** PROVIDED PASSAGE **

^^^^

The choice to undergo alcohol rehab can be daunting, and if you’re wondering if it’s worth it, if it will really work, you are not alone. Any chosen path is easier to tread if one knows what to expect, so let’s take a look at the process.
Detoxing the Body
Detox can be considered to be the most daunting step of alcohol treatment. For any alcoholic who has tried to stop drinking on their own, it’s a harsh reality that it is not that easy, once the substance has taken a hold. Understanding how alcohol affects the body can help prepare one for what to expect, while also serving as a motivational factor. The following summary is taken from the National Institute on Alcohol Abuse and Alcoholism.
- The brain. Alcohol interferes with the brain’s communication pathways and can create long-term disruptions that affect mood and behavior, making it harder to think clearly and can negatively impact one’s ability to move with coordination.
- The heart. Extended drinking can cause several complications to this essential organ, including cardiomyopathy (stretching and drooping of the heart muscle), arrhythmias (irregular heartbeat), stroke, and high blood pressure.
- The liver, which is the body’s toxin filtration engine, takes a heavy toll with potential problems including steatosis (fatty liver), alcoholic hepatitis, fibrosis, and cirrhosis.
- The pancreas. Alcohol causes the pancreas to produce toxic substances that can eventually lead to inflammation and swelling of its blood vessels that prevents proper digestion.
- Alcohol can also increase your risk of developing cancer of the mouth, esophagus, throat, liver, and breast.
- The immune system is weakened by alcohol, reducing your body’s ability to fight diseases like pneumonia and tuberculosis. Excessive consumption even on a single occasion can hinder your body’s ability to combat infections.
Treatment and Aftercare
Detox should be undertaken only in an appropriately equipped medical facility with adequate supervision. Signs and symptoms of Alcohol Withdrawal Syndrome may appear anywhere from a few hours to a few days after your last drink, and usually include at least two of the following: tremors, anxiety, nausea, vomiting, headache, increased heart rate, sweating, irritability, confusion, insomnia, nightmares, and high blood pressure.

^^^^

** INFORMATION PROVIDED **
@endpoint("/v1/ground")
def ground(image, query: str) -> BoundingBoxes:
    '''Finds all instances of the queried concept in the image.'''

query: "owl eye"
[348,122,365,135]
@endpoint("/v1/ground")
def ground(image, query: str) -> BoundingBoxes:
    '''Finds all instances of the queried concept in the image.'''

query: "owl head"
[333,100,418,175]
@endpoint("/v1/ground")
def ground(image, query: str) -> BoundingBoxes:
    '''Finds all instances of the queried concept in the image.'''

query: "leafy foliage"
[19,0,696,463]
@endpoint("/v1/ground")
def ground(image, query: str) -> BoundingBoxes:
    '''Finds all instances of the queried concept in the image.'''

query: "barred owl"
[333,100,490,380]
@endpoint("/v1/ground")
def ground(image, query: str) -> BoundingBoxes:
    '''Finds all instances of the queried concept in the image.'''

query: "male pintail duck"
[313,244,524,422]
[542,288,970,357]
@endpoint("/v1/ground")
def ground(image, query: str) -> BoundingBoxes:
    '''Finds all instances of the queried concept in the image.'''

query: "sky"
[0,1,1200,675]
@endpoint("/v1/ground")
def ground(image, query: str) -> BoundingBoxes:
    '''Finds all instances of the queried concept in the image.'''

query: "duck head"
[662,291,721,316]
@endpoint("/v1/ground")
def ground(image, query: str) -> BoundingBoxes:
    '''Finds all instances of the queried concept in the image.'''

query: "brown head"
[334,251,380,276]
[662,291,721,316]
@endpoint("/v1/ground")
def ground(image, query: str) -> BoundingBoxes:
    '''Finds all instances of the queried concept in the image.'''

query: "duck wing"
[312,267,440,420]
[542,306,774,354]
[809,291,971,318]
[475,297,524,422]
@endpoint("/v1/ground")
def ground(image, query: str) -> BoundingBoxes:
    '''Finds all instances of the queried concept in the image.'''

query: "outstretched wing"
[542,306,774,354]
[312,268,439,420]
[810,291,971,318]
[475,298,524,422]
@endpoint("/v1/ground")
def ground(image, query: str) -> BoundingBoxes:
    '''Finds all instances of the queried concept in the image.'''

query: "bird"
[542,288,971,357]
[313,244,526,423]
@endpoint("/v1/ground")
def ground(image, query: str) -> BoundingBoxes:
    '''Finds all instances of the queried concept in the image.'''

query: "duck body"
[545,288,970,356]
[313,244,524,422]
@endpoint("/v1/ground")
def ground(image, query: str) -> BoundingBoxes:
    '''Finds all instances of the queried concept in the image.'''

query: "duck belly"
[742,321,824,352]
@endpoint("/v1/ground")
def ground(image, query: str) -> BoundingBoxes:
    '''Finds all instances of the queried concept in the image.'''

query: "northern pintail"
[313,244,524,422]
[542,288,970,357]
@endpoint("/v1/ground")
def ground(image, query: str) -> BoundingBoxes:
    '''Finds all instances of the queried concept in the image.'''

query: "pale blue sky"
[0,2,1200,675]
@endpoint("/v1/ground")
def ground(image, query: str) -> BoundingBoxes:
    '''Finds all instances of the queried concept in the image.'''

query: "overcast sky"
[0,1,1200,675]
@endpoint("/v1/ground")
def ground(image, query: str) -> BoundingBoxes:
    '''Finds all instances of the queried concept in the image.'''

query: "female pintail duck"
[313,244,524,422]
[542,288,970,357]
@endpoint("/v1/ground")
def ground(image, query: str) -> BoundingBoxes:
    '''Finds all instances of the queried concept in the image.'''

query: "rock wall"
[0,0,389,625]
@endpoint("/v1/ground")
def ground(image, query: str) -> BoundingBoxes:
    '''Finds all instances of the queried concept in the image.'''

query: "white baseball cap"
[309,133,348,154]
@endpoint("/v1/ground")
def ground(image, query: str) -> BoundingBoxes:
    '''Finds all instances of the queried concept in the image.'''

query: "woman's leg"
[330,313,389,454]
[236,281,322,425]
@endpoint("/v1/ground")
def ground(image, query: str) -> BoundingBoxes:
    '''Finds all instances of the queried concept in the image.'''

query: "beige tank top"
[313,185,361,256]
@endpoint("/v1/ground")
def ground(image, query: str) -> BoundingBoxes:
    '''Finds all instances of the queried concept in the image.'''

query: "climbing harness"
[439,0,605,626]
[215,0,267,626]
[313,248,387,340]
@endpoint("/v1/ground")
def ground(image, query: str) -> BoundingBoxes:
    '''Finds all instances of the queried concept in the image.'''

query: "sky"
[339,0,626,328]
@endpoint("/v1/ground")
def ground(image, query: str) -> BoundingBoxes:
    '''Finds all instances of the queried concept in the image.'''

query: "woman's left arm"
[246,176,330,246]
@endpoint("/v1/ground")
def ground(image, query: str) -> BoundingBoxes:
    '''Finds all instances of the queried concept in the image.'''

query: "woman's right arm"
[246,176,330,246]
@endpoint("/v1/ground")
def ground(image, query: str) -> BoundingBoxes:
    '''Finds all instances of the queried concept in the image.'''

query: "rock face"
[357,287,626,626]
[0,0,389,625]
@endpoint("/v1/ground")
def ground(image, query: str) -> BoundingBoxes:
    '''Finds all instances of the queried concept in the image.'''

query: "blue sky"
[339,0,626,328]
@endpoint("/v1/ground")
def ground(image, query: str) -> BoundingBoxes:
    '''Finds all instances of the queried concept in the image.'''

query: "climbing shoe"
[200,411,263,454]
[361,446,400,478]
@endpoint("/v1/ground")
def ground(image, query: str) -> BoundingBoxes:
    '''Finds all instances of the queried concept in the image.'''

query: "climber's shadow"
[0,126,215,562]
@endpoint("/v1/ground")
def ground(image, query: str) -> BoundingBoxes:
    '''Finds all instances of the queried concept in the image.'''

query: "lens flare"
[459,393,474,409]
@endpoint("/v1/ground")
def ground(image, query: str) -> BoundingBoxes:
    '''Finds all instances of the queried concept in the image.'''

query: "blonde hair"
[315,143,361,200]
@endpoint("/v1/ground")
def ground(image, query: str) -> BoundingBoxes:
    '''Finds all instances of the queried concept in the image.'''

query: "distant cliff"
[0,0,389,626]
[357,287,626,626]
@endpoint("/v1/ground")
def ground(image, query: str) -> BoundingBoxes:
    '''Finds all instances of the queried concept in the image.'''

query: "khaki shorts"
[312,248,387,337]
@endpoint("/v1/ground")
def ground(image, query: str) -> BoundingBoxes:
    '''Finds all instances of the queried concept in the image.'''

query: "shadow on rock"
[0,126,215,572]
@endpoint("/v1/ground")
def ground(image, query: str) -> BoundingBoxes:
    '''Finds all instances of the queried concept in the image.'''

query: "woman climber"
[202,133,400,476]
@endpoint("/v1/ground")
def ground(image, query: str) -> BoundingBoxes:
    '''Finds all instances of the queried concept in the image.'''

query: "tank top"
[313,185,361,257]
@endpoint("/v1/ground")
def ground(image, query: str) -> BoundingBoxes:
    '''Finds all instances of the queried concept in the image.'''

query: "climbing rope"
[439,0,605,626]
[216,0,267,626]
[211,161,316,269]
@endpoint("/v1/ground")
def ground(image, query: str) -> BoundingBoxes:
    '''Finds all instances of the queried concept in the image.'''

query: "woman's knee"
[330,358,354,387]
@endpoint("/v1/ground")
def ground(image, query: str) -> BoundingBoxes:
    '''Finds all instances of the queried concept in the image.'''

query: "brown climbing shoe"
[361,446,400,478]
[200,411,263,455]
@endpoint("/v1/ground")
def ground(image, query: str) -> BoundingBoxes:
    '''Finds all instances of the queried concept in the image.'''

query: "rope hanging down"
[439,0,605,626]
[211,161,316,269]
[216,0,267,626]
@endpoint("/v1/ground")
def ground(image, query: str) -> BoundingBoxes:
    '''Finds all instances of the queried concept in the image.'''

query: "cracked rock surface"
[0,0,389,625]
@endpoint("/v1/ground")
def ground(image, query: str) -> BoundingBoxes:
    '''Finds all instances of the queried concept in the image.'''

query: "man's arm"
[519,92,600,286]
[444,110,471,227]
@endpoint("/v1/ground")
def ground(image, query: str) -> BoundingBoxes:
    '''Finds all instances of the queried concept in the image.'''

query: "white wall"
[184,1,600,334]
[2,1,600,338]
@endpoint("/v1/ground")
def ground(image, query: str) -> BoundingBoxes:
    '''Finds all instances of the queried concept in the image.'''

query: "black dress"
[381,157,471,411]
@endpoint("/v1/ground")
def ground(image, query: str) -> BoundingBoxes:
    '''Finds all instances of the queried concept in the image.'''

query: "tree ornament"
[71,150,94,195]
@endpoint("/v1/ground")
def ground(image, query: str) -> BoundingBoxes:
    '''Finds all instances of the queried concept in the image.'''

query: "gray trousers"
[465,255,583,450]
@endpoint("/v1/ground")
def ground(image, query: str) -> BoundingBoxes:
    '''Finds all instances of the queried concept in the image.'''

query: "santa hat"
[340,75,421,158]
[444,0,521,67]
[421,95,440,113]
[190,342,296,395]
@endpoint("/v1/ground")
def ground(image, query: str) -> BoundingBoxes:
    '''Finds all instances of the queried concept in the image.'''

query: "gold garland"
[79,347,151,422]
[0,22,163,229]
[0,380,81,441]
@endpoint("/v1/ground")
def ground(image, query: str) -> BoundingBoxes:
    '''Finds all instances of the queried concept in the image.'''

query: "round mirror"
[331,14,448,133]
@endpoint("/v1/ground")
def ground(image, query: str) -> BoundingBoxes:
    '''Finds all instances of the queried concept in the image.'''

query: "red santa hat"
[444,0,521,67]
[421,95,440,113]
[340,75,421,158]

^^^^

** WORK INSTRUCTIONS **
A - List every type of cancer that the alcohol rehab passage says alcohol can increase the risk of developing.
B - State whether each statement below agrees with the alcohol rehab passage, answering yes or no and quoting the words that decide it.
(i) Signs of Alcohol Withdrawal Syndrome can appear within hours of the last drink.
(ii) Detox can be carried out at home without medical supervision.
(iii) The summary of alcohol's effects comes from the National Institute on Drug Abuse.
C - Continue the alcohol rehab passage from its last sentence.

** ANSWERS BY ITEM **
A - Mouth, esophagus, throat, liver, breast

B -
(i) Yes: "Signs and symptoms of Alcohol Withdrawal Syndrome may appear anywhere from a few hours to a few days after your last drink"
(ii) No: "Detox should be undertaken only in an appropriately equipped medical facility with adequate supervision."
(iii) No: "The following summary is taken from the National Institute on Alcohol Abuse and Alcoholism."

C -
These symptoms may worsen over 2-3 days and may persist for weeks.
Therapy and counseling are part and parcel of most alcohol treatment centers. There are medications intended to ameliorate the effects of withdrawal, such as acamprosate, disulfiram, or naltrexone. Other medications may be prescribed, or one may choose to subscribe to a program that promotes completely weaning oneself from any kind of chemical dependency.
An aftercare program has been proven invaluable to maintaining an alcohol-free lifestyle. Such programs may continue for months or years; it’s not unusual for recovering alcoholics to consider themselves to be “in recovery” for the rest of their lives. This does not imply that they are battling the same level of withdrawal, only that they have recognized their dependency and maintain ongoing vigilance against the temptation of drinking again. The best programs offer the opportunity to gain life skills and set goals to take life in an entirely new direction. A vital component is to ensure one has a prevention plan for aftercare relapse in one’s hand before leaving rehab.
So Does It Work?
The underlying reasons for becoming dependent on alcohol are individual, thus the path to recovery is individual too. It’s true that a large number of people relapse, but it’s also true that a large number do not. The choice and the path is a personal one. One thing is certain, continuing on the path of alcoholism is not a decision that will vouchsafe a happy, healthy future.